> [Directions]
1. Translate this sentence from the article on CDC's new website into Spanish: "Users of CDC’s updated website will see a consistent format between pages and page summaries, Smith said."
2. Copy the article on CDC's new website word for word, from "CDC’s New Website" to "on website traffic.".
3. In one to three sentences, explain why about 65% of the content was removed, according to the article on CDC's new website.

> [Excerpt provided]
____

CDC’s New Website Keys in on User Experience
As a part of CDC’s “Moving Forward” project, the agency unveiled a new website. The user experience drove the heart of the project.
The Centers for Disease Control and Prevention (CDC) updated its website, the latest move as a part of a long-term “Moving Forward” modernization plan that is transforming how the nation responds to public health crises.
The new site updates the user experience that takes into account feedback from 3,000 members of the public. According to CDC officials, approximately 65% of the website content was removed.
Fred Smith, chief of the Enterprise Technology Branch and Division of Digital Media, said removing the content helps improve search on the site. Similar to the old site, the new site uses a “sophisticated search algorithm” based on website traffic.
“[The new site] is not like looking through the junk drawer that everybody has in their kitchen when you just throw everything in there. Everything is organized,” Smith said.
Other agencies are redesigning public-facing websites in an effort to meet user expectations and needs. In September 2023, the Office of Management and Budget’s M-23-22 memo follows a customer-experience executive order that called on agencies to make significant changes to the customer experience like improving accessibility and prioritizing mobile design.
Users of CDC’s updated website will see a consistent format between pages and page summaries, Smith said. These summaries will improve how CDC communicates information to its primary three audiences: the public, health care providers and public health professionals.
“We really started reorganizing content around our three primary audiences. We changed the navigation, getting away from the standard, left navigation, more to providing user journeys through content and links,” Smith said. “The overall user experience of the site has been drastically changed.”
The website redesign is not specifically related to the CDC’s Data Modernization Initiative, but Smith said that it works in tandem.
“We have got a lot of data visualization efforts to standardize the data visualizations across the website in a way that’s scalable,” Smith said. “It leverages a lot of our internal data systems. To streamline processes of gathering and analyzing and then publishing data [uses] a lot of the new data systems.”
More updates to the site are expected to come in the next few months, with monthly updates providing more content to various microsites.
“Everybody’s busy and the more efficient we get, the better it helps,” Smith said. “I’m really excited about all this, and I hope everybody goes to the new www.cdc.gov to give it a look.”

____

Items from a data source
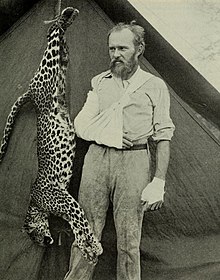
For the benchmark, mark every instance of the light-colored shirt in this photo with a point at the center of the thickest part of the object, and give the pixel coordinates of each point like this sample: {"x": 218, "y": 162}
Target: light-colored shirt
{"x": 139, "y": 107}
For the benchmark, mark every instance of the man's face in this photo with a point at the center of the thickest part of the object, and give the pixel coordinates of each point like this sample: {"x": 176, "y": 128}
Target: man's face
{"x": 123, "y": 53}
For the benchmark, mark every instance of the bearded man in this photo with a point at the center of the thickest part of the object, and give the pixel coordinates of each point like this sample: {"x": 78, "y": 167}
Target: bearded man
{"x": 125, "y": 107}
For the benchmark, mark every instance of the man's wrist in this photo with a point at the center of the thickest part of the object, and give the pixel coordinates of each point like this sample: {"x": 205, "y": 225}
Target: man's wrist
{"x": 159, "y": 180}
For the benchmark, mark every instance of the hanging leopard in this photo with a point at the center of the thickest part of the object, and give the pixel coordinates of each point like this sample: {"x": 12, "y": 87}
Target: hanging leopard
{"x": 55, "y": 146}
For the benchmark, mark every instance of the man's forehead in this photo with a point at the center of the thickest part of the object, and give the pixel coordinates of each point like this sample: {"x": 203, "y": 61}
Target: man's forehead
{"x": 121, "y": 37}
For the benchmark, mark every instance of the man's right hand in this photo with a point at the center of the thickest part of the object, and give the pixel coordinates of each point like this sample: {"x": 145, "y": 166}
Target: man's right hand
{"x": 126, "y": 142}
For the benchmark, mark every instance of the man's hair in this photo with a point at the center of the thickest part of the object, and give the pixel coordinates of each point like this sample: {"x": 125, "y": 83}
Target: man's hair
{"x": 136, "y": 29}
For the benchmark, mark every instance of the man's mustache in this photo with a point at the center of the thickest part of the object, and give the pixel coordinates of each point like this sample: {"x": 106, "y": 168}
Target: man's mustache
{"x": 114, "y": 61}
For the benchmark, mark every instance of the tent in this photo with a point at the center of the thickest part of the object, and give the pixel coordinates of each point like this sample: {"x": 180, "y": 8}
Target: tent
{"x": 182, "y": 239}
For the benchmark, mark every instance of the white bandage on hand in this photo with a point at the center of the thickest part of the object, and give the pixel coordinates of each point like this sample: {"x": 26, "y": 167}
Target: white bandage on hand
{"x": 154, "y": 192}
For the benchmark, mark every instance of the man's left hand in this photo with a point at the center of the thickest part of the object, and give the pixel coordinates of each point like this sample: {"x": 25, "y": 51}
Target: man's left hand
{"x": 153, "y": 194}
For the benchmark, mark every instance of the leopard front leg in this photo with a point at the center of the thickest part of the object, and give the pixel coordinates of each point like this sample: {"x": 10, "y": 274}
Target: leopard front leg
{"x": 60, "y": 203}
{"x": 36, "y": 225}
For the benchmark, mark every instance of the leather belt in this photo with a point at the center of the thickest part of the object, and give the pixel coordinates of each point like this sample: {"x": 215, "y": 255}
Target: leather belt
{"x": 136, "y": 147}
{"x": 132, "y": 148}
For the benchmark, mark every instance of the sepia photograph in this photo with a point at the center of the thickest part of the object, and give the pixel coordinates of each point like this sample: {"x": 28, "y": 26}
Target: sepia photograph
{"x": 110, "y": 140}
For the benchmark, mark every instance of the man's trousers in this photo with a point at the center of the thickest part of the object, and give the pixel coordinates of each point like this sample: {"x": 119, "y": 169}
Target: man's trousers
{"x": 119, "y": 176}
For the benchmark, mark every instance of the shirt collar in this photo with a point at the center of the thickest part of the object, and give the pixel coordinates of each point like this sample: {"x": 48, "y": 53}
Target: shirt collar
{"x": 133, "y": 77}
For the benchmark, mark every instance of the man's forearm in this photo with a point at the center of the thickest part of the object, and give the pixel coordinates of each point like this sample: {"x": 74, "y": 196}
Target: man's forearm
{"x": 162, "y": 158}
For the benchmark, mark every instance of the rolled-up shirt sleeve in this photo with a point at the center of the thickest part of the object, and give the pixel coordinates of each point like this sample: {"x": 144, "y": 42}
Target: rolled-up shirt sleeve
{"x": 163, "y": 127}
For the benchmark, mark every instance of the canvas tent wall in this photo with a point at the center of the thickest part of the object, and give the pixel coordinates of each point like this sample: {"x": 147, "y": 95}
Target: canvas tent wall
{"x": 180, "y": 240}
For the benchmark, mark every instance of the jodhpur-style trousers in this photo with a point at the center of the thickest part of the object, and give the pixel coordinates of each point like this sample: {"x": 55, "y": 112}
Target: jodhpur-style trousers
{"x": 119, "y": 176}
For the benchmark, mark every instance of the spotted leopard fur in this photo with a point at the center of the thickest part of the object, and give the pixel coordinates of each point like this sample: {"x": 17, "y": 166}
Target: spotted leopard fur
{"x": 55, "y": 146}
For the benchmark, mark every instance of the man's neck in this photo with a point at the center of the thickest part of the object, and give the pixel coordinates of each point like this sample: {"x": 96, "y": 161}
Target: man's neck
{"x": 131, "y": 73}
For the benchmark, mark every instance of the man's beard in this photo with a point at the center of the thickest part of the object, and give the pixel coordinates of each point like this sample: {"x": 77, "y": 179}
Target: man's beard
{"x": 123, "y": 68}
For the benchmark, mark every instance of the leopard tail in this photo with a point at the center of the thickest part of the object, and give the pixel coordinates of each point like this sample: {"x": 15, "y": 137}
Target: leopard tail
{"x": 11, "y": 121}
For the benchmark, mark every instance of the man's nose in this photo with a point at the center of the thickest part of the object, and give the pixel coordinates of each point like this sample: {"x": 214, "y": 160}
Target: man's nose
{"x": 116, "y": 53}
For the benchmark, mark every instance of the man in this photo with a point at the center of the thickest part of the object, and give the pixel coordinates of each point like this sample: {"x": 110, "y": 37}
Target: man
{"x": 125, "y": 107}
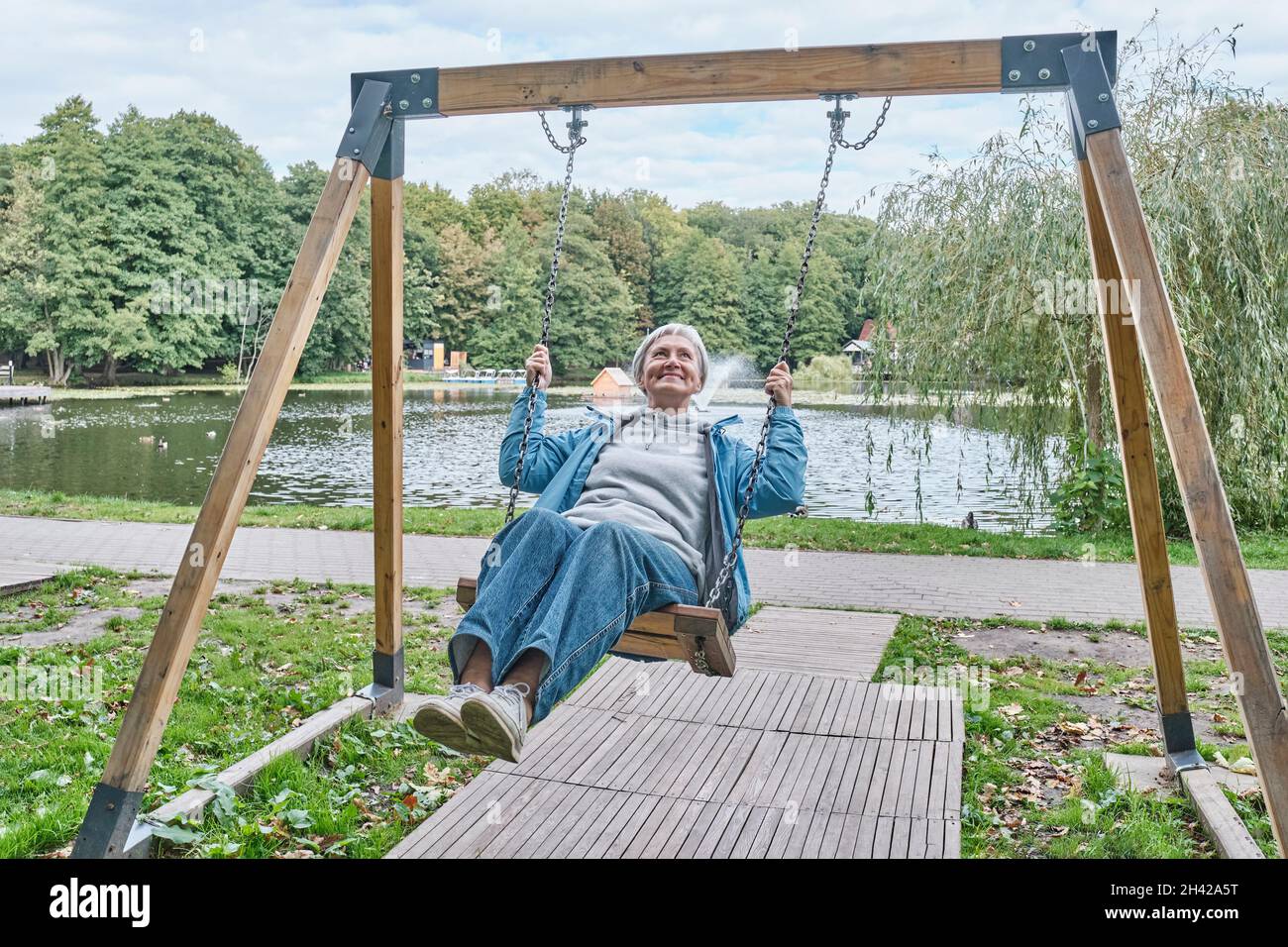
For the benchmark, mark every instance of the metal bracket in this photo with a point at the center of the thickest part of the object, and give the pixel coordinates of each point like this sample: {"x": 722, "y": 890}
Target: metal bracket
{"x": 1179, "y": 742}
{"x": 838, "y": 97}
{"x": 1034, "y": 62}
{"x": 385, "y": 689}
{"x": 369, "y": 125}
{"x": 111, "y": 825}
{"x": 1091, "y": 95}
{"x": 413, "y": 93}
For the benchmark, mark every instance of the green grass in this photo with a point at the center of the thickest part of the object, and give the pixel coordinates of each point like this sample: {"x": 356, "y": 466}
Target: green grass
{"x": 1261, "y": 551}
{"x": 1026, "y": 789}
{"x": 256, "y": 673}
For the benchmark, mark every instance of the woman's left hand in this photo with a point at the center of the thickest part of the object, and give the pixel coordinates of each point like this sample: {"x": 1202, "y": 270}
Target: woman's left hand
{"x": 778, "y": 384}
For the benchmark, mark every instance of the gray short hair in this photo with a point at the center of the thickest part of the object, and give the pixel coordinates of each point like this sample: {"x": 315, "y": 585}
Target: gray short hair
{"x": 670, "y": 329}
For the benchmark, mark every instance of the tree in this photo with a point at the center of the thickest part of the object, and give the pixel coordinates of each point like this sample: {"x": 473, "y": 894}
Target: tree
{"x": 60, "y": 241}
{"x": 700, "y": 282}
{"x": 984, "y": 270}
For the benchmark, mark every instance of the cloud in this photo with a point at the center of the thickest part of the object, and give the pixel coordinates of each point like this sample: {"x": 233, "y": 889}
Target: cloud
{"x": 277, "y": 72}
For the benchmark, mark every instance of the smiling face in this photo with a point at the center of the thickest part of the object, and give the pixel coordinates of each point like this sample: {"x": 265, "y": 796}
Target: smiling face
{"x": 671, "y": 372}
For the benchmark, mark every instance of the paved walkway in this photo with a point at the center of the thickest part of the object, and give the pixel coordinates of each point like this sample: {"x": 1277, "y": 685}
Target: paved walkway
{"x": 965, "y": 586}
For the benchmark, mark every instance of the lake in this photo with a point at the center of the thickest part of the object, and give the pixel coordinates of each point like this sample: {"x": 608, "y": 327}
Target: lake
{"x": 321, "y": 453}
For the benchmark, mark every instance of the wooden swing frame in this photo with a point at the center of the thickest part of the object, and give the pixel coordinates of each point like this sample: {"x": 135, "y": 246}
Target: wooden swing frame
{"x": 1078, "y": 64}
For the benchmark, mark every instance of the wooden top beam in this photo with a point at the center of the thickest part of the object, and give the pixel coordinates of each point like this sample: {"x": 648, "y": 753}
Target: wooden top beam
{"x": 758, "y": 75}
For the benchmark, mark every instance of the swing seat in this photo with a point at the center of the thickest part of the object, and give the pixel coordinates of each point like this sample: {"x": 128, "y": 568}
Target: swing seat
{"x": 674, "y": 633}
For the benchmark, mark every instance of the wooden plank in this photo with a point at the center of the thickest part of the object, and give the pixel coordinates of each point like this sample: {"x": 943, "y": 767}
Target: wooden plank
{"x": 587, "y": 830}
{"x": 617, "y": 813}
{"x": 526, "y": 821}
{"x": 1134, "y": 441}
{"x": 1220, "y": 819}
{"x": 626, "y": 838}
{"x": 917, "y": 838}
{"x": 758, "y": 75}
{"x": 1225, "y": 575}
{"x": 204, "y": 556}
{"x": 952, "y": 839}
{"x": 459, "y": 809}
{"x": 866, "y": 843}
{"x": 900, "y": 838}
{"x": 750, "y": 831}
{"x": 670, "y": 845}
{"x": 725, "y": 813}
{"x": 554, "y": 828}
{"x": 386, "y": 407}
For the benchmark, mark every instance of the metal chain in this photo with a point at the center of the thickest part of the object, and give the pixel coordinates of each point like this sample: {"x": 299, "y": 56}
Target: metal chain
{"x": 575, "y": 141}
{"x": 836, "y": 140}
{"x": 867, "y": 140}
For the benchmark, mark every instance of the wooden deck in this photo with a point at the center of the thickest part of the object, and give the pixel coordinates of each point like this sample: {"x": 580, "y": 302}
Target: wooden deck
{"x": 797, "y": 755}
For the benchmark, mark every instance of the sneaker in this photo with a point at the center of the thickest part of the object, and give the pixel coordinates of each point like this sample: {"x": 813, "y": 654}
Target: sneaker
{"x": 439, "y": 719}
{"x": 498, "y": 720}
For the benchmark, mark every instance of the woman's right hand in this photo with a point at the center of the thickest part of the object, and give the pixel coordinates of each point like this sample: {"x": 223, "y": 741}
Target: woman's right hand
{"x": 539, "y": 368}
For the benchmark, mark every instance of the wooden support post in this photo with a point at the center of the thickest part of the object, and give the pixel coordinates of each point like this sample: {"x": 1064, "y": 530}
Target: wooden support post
{"x": 386, "y": 431}
{"x": 1140, "y": 475}
{"x": 1247, "y": 654}
{"x": 198, "y": 571}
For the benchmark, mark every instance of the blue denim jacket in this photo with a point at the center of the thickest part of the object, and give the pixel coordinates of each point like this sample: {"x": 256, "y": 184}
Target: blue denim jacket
{"x": 557, "y": 467}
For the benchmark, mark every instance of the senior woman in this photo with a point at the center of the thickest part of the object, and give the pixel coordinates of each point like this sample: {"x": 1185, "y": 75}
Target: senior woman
{"x": 634, "y": 514}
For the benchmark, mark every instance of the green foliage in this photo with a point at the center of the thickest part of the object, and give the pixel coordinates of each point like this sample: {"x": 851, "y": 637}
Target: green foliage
{"x": 95, "y": 263}
{"x": 983, "y": 269}
{"x": 1091, "y": 497}
{"x": 825, "y": 371}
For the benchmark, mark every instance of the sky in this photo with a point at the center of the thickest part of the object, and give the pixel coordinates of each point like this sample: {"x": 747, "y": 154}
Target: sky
{"x": 278, "y": 73}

____

> [Exercise results]
1. Los usuarios del sitio web actualizado de los CDC verán un formato uniforme entre las páginas y los resúmenes de página, dijo Smith.

2.
CDC’s New Website Keys in on User Experience
As a part of CDC’s “Moving Forward” project, the agency unveiled a new website. The user experience drove the heart of the project.
The Centers for Disease Control and Prevention (CDC) updated its website, the latest move as a part of a long-term “Moving Forward” modernization plan that is transforming how the nation responds to public health crises.
The new site updates the user experience that takes into account feedback from 3,000 members of the public. According to CDC officials, approximately 65% of the website content was removed.
Fred Smith, chief of the Enterprise Technology Branch and Division of Digital Media, said removing the content helps improve search on the site. Similar to the old site, the new site uses a “sophisticated search algorithm” based on website traffic.

3. Fred Smith, chief of the Enterprise Technology Branch and Division of Digital Media, said removing the content helps improve search on the site.